Conheço-o há anos. Nossa... Faz tempo. Desde minha juventude. Do tempo das paixões ingênuas e avassaladoras. Das ansiedades. Da carta de motorista. Vivia, a incerteza certa, do tempo do vestibular. Grandes preocupações de um momento decisivo. E foi nessa época que conheci Jesus.
Não pensem vocês que foi na Igreja. Não foi, já que nunca fui à Igreja. Conheci Jesus no cursinho. Jesus dava aulas lá. Era meu professor. Época boa do cursinho. Apesar de levar à sério a escola e o cursinho, logicamente não deixava de curtir a vida. Juventude irresponsavelmente sadia. E Jesus fez parte dela. Acreditem vocês, que fui expulso do prédio onde era o cursinho, junto com Jesus, já que estávamos fazendo a maior zorra, encima de uma mesa.
Mas dessa vez, os anos passaram. Já não vivo mais a dura crueldade da decisão de ser ou não ser. Jesus já não é mais meu professor, e logicamente, nunca mais subimos em nenhuma mesa.
Em nosso encontro de hoje, foi bem diferente dos tempos do cursinho. Conversávamos sobre as coisas da política nacional, das discussões que temos e não temos aqui não país. De como está a juventude...
Nossas feições foram sempre de espanto, medo, incerteza, dúvida e pavor.
Falávamos da crise política que estamos passando. Sem palavras para descrever tanta roubalheira, dos caras-de-pau que são apresentados à nós. A corrupção que corre solta, louca e desvairada, como aqueles torcedores que invadem os campos de futebol pelados. Todo mundo vê, ninguém sabe muito bem o que fazer, damos risadas constrangidas, ninguém sabe quem é, mas todo mundo sabe que o cara ta pelado e correndo com o pintão balançando em rede nacional. Choca naquele momento. O juiz pára o jogo, catam o cara e tudo volta à normalidade.
Conversávamos também, da incerteza que será o ano que vem, que é de eleição. Ninguém sabe para onde é que vamos. Você sabe?
Caixa Dois também foi um dos nossos tópicos. Quem faz, corre o risco de ter que subornar o fiscal, ou então, de pagar a pesada multa. Quem não faz, corre o risco de fechar. Nosso Presidente afirmou que o caixa dois é usual, normal, corriqueiro, prática. Com o perdão da palavra, mas puta merda, o Presidente da Nação assumir um ato desses. Virou casa da Mãe Joana. Abordamos também a dificuldade de se fazer e manter um negócio no Brasil, com ou sem caixa dois. Hoje, com juros, aonde só ônibus espacial vai, torna muito mais atraente colocar o dinheiro no banco do que fazer ele ir ao mercado e circular.

▶ DADOS REGISTRADOS:
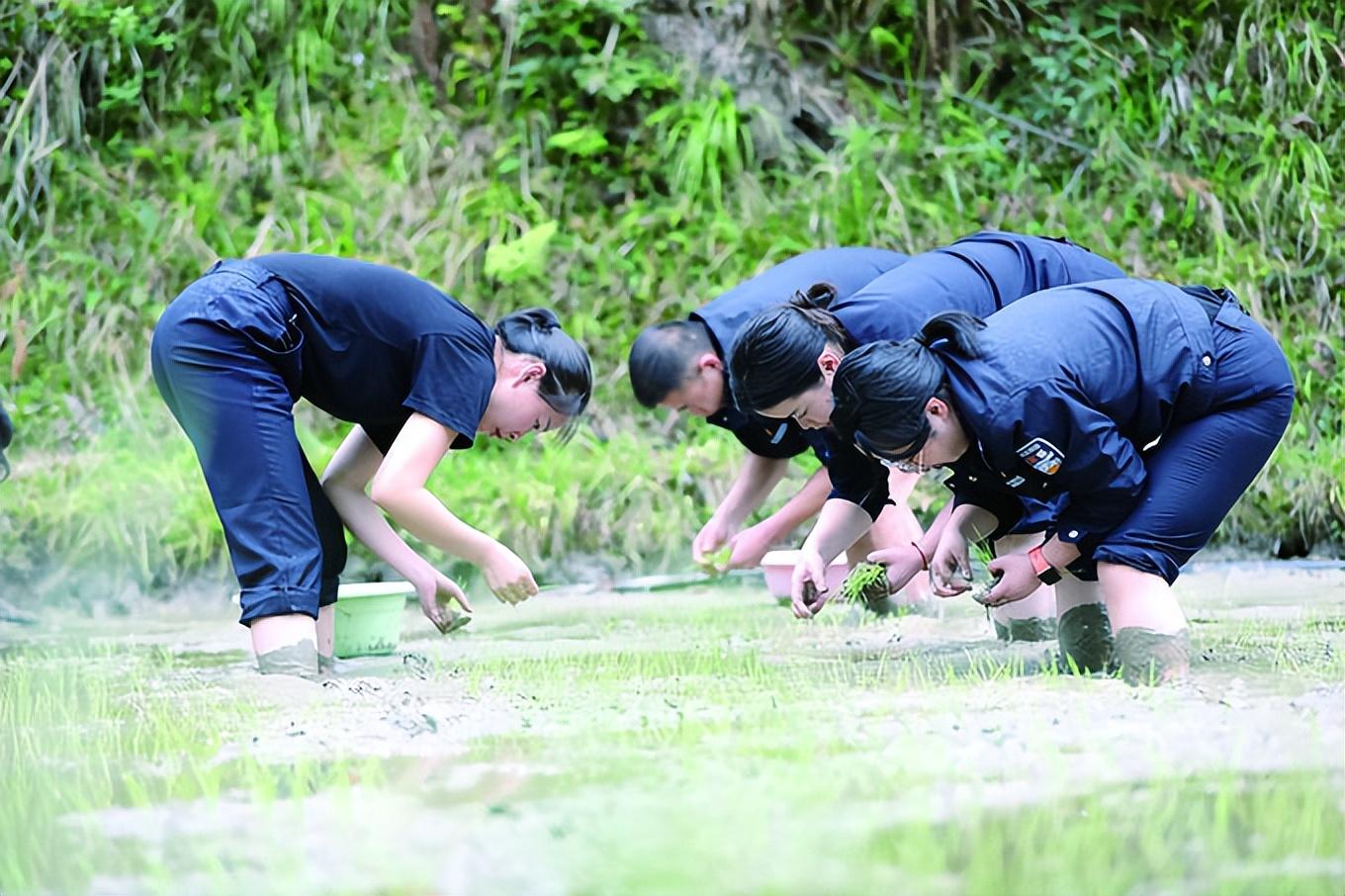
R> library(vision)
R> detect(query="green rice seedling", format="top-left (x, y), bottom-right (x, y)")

▶ ENUNCIADO A:
No texto sobre o professor Jesus, por que é mais atraente deixar o dinheiro no banco do que fazê-lo ir ao mercado e circular? Responda em uma a três frases.
▶ ENUNCIADO B:
Prolongue o texto sobre o professor Jesus a partir da última frase apresentada.

▶ RESPOSTA FINAL A:
Porque os juros estão altíssimos, chegando "aonde só ônibus espacial vai". Por isso, aplicar o dinheiro no banco rende mais do que colocá-lo para circular no mercado.

▶ RESPOSTA FINAL B:
Falando de políticas econômicas e finanças, não comentei com ele da nossa balança comercial. Me esqueci! Vocês podem dizer que ela, hoje esta com superávit. Mas minha gente... O que exportamos são commodities, não produtos da indústria. E só estamos com esse superávit porque estamos colhendo os acordos feitos com o dólar lá na casa dos 4! Quero ver o que vai acontecer quando sentirmos a baixa que o dólar esta sofrendo nesses dias de CPMI e corrupção desvairada.
Voltando a minha conversa com Jesus, perguntei sobre o Referendo ao Desarmamento. Disse que sentia a falta de debate. Nós vamos ser obrigados a votar, sim ou não, e como em todo processo democrático, é preciso debate. Mas não há. Para mim, é essencial o debate de um assunto tão delicado que merece até Referendo. Não é preciso que já se saiba, se sim ou se não, mas é preciso que se esclareça, os prós e contras. Se já leram meus textos, sabem que sou contra a proibição. Posso justificar de muitas maneiras, mas não o farei aqui.
Mas sinto falta do debate. Lembrei aqui de um filme clássico: “Doze homens e uma sentença”. Existe um remake novo, mas o original é com Peter Fonda e Jack Lennon, e vale a pena ver. Um resumo: um homem, negro, da periferia, esta sendo julgado por homicídio. Cabe ao júri dar a sentença. Pré-julgado, ele já está condenado à morte. Mas um jurado, não se contenta em condená-lo, ao menos, sem debater.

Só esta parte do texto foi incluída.